Les 5 000 doigts du Dr. T

(The 5 000 fingers of Dr. T)

L'histoire

Le jeune Bart prend des leçons de piano avec le Dr Terwilliker, un professeur sans pitié qui lui impose des gammes, encore des gammes, toujours des gammes. Bart, épuisé, s’endort et se rêve dans une cité fantasmagorique, magnifique et inquiétante, sur laquelle règne l’effrayant Dr. T qui prépare un grand concert joué par cinq-cents enfants retenus prisonniers. Bart décide de déjouer les plans du tyran et de libérer ses camarades.

Analyse et critique

Situé quelque part entre Le Magicien d’Oz (la féérie magique du conte merveilleux) et Mary Poppins (la vision enfantine d’un monde peuplé d’adultes), tout en ressemblant à l’œuvre littéraire Charlie et la chocolaterie de Roald Dahl, Les 5 000 doigts du Dr. T reste un grand moment d’émerveillement magique et rempli de sidérantes idées narratives, toutes plus folles les unes que les autres. Film longtemps oublié, il semble qu’il soit redécouvert ces dernières années au travers de festivals de cinéma ou bien d’éditions DVD lui permettant de pénétrer les foyers durant les longues soirées d’hiver. Echappant à la logique de production hollywoodienne de l’époque concernant le cinéma de genre, Les 5 000 doigts du Dr. T offre une expérience de cinéma hors norme, n’intégrant aucune caste stylistique ou thématique en particulier. Et cela même si le film peut bien se présenter comme un conglomérat de plusieurs influences esthétiques, principalement de la comédie musicale et du conte fantastique. Film pour enfants, mais pas seulement, Les 5 000 doigts du Dr. T détonne donc au sein de la production typique de l’âge d’or hollywoodien (pourtant déjà extrêmement novatrice et réactive en temps normal)... Aussi parce que son studio de production n’est guère habitué à ces tonalités (on aurait bien plus vu ce film se fabriquer entre les murs de la MGM). En effet, la Columbia n’était pas attendue à ce tournant-là en particulier.

+ + + + + + +

=== ÉNONCÉ 1 ===
Repérez dans la liste chaque ligne contenant le mot « hand » et recopiez-la.
Le texte et la liste sont sans rapport l'un avec l'autre.

(Entrées tirées d'une collection)

+ + + + + + +

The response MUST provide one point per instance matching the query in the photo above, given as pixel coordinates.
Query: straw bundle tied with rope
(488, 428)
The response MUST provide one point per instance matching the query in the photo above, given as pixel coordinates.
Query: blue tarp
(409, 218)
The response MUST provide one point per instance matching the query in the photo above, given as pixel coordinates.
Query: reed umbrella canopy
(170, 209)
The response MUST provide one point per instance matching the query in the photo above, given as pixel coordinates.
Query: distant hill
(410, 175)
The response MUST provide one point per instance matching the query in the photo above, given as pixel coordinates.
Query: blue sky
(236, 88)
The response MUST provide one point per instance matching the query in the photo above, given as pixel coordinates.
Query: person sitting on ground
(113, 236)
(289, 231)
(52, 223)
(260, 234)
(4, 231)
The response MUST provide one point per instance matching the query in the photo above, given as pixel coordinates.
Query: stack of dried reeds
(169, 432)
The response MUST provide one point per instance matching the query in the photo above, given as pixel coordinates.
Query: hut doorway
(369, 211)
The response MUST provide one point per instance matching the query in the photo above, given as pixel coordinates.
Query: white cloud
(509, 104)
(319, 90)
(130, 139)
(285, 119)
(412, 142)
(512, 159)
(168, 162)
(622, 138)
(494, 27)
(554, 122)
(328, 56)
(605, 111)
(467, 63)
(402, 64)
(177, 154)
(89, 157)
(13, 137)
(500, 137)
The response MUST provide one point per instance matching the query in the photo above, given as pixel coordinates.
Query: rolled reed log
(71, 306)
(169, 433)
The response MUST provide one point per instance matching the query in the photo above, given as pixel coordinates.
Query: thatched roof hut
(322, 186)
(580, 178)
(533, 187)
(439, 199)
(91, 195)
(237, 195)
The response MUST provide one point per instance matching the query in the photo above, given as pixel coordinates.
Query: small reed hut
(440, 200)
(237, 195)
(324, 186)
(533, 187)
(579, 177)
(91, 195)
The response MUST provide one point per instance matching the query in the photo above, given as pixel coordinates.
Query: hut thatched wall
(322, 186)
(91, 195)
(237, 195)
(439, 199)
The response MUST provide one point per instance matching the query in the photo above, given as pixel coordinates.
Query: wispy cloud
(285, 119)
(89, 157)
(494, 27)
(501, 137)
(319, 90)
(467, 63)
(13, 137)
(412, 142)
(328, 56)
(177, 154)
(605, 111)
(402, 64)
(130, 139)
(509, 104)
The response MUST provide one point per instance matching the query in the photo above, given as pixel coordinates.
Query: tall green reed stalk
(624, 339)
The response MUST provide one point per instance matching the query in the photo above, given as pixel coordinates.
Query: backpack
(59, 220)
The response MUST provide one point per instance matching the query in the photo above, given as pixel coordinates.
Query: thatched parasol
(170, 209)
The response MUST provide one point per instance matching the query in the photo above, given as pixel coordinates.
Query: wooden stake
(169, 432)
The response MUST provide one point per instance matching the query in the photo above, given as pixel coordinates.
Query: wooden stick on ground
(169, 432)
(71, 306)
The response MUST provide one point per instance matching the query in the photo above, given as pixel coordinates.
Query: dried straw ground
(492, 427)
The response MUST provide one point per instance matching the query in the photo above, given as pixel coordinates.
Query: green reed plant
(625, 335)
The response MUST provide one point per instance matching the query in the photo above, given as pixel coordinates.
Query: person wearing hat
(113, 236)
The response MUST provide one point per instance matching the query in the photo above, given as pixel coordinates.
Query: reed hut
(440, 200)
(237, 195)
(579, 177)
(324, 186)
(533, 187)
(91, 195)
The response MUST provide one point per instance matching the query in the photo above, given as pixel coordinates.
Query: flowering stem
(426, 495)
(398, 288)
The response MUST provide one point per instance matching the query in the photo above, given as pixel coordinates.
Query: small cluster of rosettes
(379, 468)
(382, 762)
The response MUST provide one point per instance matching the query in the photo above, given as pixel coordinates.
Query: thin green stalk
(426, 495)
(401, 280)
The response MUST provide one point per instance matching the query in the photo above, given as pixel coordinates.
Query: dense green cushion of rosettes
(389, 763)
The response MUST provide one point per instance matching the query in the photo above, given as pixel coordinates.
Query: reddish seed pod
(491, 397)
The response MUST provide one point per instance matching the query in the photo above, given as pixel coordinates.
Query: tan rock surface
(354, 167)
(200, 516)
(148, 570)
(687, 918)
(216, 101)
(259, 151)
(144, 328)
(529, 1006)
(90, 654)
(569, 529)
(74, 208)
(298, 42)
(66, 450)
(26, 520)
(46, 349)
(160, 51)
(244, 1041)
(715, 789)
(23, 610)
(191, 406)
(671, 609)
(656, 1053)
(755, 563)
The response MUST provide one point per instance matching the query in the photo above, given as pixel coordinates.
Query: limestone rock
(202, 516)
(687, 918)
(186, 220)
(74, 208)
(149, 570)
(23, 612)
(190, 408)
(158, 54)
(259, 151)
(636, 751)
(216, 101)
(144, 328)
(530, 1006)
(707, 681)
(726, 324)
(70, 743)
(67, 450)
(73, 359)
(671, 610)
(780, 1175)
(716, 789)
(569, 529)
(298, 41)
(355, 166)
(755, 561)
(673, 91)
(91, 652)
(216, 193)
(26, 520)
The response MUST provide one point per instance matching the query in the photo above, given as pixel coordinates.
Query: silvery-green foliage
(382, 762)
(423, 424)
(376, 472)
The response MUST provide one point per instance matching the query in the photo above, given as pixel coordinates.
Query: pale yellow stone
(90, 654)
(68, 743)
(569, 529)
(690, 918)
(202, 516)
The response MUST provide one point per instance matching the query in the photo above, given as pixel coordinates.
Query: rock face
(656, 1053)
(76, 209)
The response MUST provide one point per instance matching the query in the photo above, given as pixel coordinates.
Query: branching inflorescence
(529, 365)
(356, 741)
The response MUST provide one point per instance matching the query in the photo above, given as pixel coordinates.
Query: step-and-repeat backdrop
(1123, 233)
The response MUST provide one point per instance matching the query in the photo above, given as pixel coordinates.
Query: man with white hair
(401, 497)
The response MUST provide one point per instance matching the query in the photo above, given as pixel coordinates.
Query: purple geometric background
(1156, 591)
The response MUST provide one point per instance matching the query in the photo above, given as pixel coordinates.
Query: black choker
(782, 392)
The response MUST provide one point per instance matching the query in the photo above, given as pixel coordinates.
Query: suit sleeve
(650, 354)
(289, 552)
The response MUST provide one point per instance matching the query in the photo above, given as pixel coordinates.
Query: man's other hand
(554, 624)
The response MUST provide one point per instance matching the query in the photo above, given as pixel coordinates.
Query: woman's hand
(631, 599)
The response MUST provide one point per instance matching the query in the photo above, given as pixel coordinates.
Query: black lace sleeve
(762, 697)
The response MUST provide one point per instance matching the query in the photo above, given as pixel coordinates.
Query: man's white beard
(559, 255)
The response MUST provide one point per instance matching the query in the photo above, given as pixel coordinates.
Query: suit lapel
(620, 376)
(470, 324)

+ + + + + + +

=== ÉNONCÉ 2 ===
D'après le texte sur le film Les 5 000 doigts du Dr. T, quel studio a produit ce film ?

=== RÉPONSE COMPLÈTE 1 ===
Query: man's other hand
Query: woman's hand

=== RÉPONSE COMPLÈTE 2 ===
La Columbia.